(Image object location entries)

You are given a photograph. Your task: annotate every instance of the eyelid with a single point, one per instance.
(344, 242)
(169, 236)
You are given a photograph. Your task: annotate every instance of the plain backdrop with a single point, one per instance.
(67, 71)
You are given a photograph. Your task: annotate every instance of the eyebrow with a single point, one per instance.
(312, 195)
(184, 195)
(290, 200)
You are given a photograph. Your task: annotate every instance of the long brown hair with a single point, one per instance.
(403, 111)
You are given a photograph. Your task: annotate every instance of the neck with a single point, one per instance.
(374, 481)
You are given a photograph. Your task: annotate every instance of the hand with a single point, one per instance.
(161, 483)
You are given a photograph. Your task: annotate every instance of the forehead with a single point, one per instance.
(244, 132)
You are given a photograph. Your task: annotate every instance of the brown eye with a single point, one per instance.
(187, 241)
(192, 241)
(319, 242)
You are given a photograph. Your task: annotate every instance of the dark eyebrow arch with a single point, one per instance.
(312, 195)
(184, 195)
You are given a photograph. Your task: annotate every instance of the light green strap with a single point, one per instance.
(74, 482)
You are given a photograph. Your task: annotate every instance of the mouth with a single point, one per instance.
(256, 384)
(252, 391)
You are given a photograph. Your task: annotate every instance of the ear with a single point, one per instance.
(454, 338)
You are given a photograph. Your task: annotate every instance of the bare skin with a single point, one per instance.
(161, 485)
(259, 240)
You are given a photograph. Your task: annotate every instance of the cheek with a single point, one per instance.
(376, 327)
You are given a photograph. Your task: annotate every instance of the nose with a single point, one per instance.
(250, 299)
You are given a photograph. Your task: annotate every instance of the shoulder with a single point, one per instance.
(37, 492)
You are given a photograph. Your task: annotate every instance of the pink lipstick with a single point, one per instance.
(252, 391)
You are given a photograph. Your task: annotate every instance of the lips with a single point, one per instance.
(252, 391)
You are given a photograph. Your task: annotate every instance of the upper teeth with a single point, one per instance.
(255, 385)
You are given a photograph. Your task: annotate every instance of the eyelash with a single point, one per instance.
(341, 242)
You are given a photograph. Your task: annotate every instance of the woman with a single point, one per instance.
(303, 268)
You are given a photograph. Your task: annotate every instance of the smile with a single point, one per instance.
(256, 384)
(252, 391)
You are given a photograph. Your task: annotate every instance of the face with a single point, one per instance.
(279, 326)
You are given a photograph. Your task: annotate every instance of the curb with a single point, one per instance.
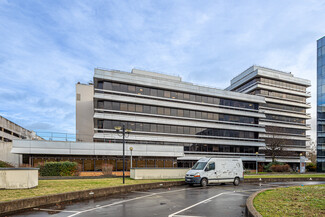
(14, 206)
(254, 180)
(250, 209)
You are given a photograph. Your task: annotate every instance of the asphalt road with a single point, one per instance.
(217, 200)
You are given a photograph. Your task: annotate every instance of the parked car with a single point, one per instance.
(216, 170)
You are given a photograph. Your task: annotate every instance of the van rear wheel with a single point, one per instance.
(236, 181)
(204, 182)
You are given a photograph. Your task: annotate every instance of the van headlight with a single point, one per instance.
(197, 175)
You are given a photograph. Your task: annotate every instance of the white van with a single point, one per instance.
(216, 170)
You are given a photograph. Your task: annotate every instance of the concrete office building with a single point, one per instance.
(10, 131)
(285, 108)
(321, 105)
(162, 110)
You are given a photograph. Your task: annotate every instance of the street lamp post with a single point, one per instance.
(118, 128)
(131, 149)
(256, 163)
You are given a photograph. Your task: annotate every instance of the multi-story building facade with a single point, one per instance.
(321, 105)
(285, 109)
(163, 110)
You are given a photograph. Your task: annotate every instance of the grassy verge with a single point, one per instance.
(47, 187)
(292, 201)
(286, 176)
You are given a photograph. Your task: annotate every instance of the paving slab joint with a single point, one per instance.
(14, 206)
(250, 209)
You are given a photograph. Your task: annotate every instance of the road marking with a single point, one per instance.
(123, 201)
(53, 210)
(204, 201)
(142, 192)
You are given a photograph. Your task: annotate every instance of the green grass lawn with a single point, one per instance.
(292, 201)
(47, 187)
(277, 175)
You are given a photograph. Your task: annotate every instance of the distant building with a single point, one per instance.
(10, 131)
(285, 108)
(321, 105)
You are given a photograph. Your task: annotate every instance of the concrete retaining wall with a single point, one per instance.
(7, 156)
(254, 180)
(158, 173)
(18, 178)
(19, 205)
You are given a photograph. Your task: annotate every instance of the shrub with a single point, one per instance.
(267, 167)
(311, 167)
(5, 164)
(280, 168)
(65, 168)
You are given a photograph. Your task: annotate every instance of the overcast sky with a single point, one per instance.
(46, 47)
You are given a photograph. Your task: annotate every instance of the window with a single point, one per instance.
(167, 129)
(153, 110)
(124, 106)
(153, 92)
(160, 128)
(108, 105)
(108, 85)
(131, 88)
(146, 127)
(146, 109)
(160, 110)
(139, 108)
(160, 93)
(211, 166)
(131, 107)
(100, 104)
(167, 94)
(186, 96)
(139, 90)
(100, 85)
(116, 86)
(116, 106)
(153, 127)
(173, 112)
(167, 111)
(180, 130)
(124, 87)
(180, 95)
(173, 95)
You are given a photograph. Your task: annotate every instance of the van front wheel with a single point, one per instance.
(204, 182)
(236, 181)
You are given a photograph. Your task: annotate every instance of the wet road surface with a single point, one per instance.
(216, 200)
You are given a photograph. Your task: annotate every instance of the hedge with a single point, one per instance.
(65, 168)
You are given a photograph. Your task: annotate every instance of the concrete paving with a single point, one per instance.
(216, 200)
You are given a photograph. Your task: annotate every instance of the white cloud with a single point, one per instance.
(46, 47)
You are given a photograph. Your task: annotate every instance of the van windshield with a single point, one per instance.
(199, 165)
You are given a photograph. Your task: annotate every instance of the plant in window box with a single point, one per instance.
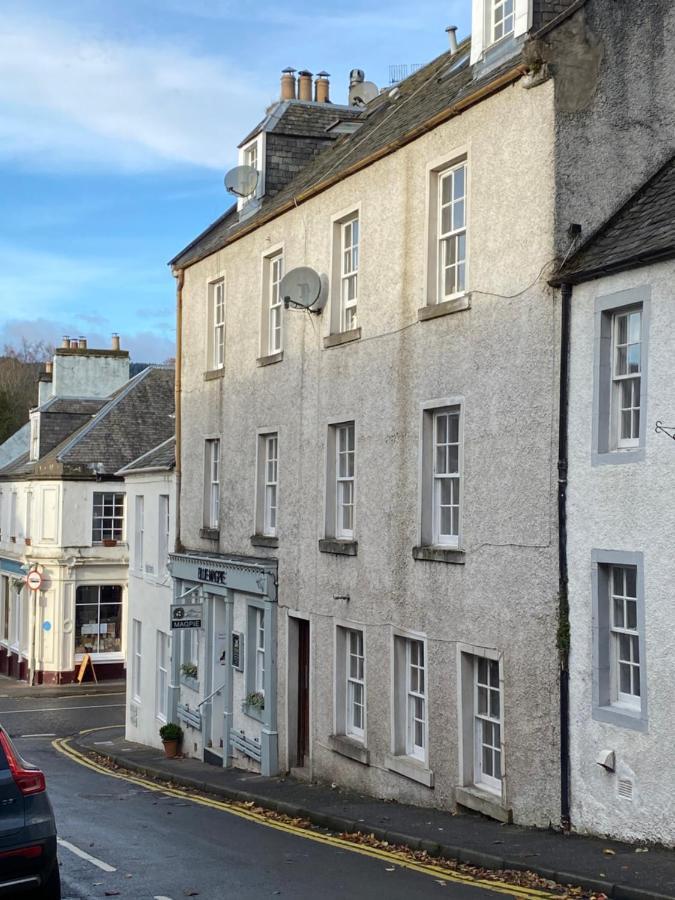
(171, 735)
(256, 700)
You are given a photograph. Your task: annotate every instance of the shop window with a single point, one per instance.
(98, 619)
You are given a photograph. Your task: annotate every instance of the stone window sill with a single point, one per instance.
(339, 548)
(410, 768)
(350, 748)
(440, 554)
(342, 337)
(446, 308)
(270, 360)
(483, 802)
(264, 540)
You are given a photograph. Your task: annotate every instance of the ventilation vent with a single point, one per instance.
(625, 789)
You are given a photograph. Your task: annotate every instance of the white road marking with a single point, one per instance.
(84, 855)
(8, 712)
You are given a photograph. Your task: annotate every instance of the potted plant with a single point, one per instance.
(171, 735)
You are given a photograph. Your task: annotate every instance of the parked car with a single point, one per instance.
(28, 864)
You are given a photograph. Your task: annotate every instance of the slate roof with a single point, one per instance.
(439, 87)
(131, 422)
(641, 231)
(161, 458)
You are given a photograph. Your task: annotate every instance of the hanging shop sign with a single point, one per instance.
(188, 616)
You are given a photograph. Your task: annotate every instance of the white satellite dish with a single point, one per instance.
(242, 181)
(301, 288)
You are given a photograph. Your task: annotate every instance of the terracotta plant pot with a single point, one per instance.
(170, 749)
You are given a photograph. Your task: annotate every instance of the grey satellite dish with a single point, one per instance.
(242, 181)
(301, 288)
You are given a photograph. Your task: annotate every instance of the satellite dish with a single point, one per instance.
(242, 181)
(301, 288)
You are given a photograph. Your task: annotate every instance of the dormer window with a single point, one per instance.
(502, 19)
(253, 154)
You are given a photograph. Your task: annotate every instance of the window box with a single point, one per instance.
(343, 337)
(440, 554)
(270, 359)
(339, 548)
(264, 540)
(350, 748)
(483, 802)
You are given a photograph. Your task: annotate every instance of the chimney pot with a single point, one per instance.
(452, 37)
(322, 88)
(305, 85)
(288, 84)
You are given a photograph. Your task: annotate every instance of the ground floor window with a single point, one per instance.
(162, 678)
(98, 619)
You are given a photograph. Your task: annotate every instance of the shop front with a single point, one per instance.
(223, 687)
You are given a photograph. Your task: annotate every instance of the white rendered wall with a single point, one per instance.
(625, 507)
(150, 598)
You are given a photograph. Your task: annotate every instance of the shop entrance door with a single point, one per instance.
(218, 668)
(303, 692)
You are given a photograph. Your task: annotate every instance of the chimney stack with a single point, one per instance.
(288, 84)
(452, 37)
(305, 85)
(322, 88)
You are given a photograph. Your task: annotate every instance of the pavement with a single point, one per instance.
(621, 871)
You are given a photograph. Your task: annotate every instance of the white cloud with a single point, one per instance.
(71, 100)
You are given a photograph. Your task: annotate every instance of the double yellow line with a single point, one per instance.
(391, 857)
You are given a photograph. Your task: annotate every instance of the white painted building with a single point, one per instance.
(151, 496)
(621, 520)
(63, 513)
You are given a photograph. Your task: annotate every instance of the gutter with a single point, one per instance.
(563, 637)
(504, 80)
(179, 275)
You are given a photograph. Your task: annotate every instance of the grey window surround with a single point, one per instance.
(339, 548)
(350, 748)
(603, 708)
(342, 337)
(445, 308)
(602, 453)
(264, 540)
(213, 374)
(270, 360)
(440, 554)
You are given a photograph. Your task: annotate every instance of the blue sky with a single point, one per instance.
(118, 120)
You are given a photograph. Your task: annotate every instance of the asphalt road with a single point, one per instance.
(122, 840)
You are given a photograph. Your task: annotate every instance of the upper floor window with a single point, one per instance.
(349, 275)
(216, 345)
(108, 518)
(620, 366)
(502, 19)
(451, 253)
(212, 483)
(626, 376)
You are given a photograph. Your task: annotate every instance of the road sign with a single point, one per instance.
(34, 580)
(189, 616)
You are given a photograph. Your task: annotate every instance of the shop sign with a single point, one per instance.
(189, 616)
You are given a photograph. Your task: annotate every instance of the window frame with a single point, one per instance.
(606, 448)
(110, 532)
(430, 534)
(608, 704)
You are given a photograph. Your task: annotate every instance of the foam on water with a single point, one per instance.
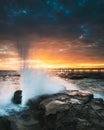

**Task details:** Which lines in the records above contain the word "marking"? Show each of them in full.

**Result:**
You are given a photograph. Your task: annotate every instance of the road marking with a single point, one per instance.
You are given a photograph. Your task: annotate every instance of the white road marking with a single point, one per instance.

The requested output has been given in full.